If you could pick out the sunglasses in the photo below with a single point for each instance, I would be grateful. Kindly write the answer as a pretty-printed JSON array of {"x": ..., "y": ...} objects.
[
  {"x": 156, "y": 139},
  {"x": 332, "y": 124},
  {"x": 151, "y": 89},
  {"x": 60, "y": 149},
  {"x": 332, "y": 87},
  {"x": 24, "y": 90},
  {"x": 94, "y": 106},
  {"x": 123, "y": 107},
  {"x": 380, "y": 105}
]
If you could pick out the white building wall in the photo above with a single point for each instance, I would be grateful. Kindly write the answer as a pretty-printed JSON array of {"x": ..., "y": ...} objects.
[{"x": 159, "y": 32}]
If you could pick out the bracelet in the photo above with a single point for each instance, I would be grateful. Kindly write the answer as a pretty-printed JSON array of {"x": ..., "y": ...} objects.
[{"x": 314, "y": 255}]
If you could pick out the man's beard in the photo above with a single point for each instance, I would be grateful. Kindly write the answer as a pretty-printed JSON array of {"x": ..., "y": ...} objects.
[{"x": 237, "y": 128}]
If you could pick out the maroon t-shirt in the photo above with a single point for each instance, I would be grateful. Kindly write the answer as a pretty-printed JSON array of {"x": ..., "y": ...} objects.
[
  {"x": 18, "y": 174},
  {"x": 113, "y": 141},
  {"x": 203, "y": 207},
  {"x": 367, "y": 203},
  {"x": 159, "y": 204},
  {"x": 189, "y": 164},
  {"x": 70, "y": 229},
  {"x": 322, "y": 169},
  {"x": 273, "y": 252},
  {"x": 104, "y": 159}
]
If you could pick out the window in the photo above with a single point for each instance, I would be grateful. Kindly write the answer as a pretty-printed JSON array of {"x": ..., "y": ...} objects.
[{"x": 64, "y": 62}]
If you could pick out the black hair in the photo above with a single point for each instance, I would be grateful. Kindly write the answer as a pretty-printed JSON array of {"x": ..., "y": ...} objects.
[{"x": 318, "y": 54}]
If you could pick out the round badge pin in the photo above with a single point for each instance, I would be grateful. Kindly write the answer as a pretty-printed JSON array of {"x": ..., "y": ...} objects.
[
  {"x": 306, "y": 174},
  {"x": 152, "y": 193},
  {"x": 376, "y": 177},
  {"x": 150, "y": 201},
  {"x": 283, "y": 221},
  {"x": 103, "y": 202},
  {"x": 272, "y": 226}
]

= = = = =

## Requirement
Reproduce all of the material above line for line, with no changes.

## Output for this exercise
If you could pick out the sunglasses in the photo below with a single point for each instance, I would be grateful. Kindly write the answer as a pretty-printed JSON array of {"x": ..., "y": ...} objects.
[
  {"x": 156, "y": 139},
  {"x": 332, "y": 124},
  {"x": 151, "y": 89},
  {"x": 60, "y": 149},
  {"x": 332, "y": 87},
  {"x": 24, "y": 90},
  {"x": 94, "y": 106},
  {"x": 123, "y": 107},
  {"x": 380, "y": 105}
]
If you could pick out the white building wall in the photo above with a single point for each instance, I would be grateful. Kindly write the answer as a pretty-printed JSON array of {"x": ..., "y": ...} objects.
[{"x": 159, "y": 32}]
If you could pick out the bracelet in the photo above with a single point for each instance, I would be grateful. Kindly write the answer as a pretty-printed JSON array of {"x": ..., "y": ...} objects.
[{"x": 314, "y": 255}]
If you could pick out the man's beard in the photo above with a single point for each instance, I would be grateful. Kindly write the answer as a pretty-printed JSON array of {"x": ..., "y": ...} objects.
[{"x": 237, "y": 128}]
If you could pick out the maroon t-shirt in the photo above with a single point for each instance, I would be grateful. Kindly write the answer as a pretty-printed JSON array of {"x": ..., "y": ...} objects.
[
  {"x": 18, "y": 174},
  {"x": 113, "y": 141},
  {"x": 203, "y": 207},
  {"x": 367, "y": 203},
  {"x": 159, "y": 204},
  {"x": 189, "y": 164},
  {"x": 70, "y": 229},
  {"x": 322, "y": 169},
  {"x": 273, "y": 252},
  {"x": 104, "y": 159}
]
If you could pick out the window in the photo above with a single point for each instance, I would be grateful. Kindly write the answer as a pretty-printed JSON array of {"x": ..., "y": ...} objects.
[{"x": 64, "y": 62}]
If you could pick out the black hair in the photo above with a single point for each instance, I would be grateful. Kindly write the answer as a pretty-printed JSON array of {"x": ..., "y": ...} objects.
[{"x": 318, "y": 54}]
If you could pick out the round badge pin in the photo above with a single point for each instance, I would be grateful. Kindly write the answer as a pretty-printed JSON array of {"x": ..., "y": ...} objects.
[
  {"x": 306, "y": 174},
  {"x": 152, "y": 193},
  {"x": 376, "y": 177},
  {"x": 150, "y": 201},
  {"x": 283, "y": 221},
  {"x": 103, "y": 202},
  {"x": 272, "y": 226}
]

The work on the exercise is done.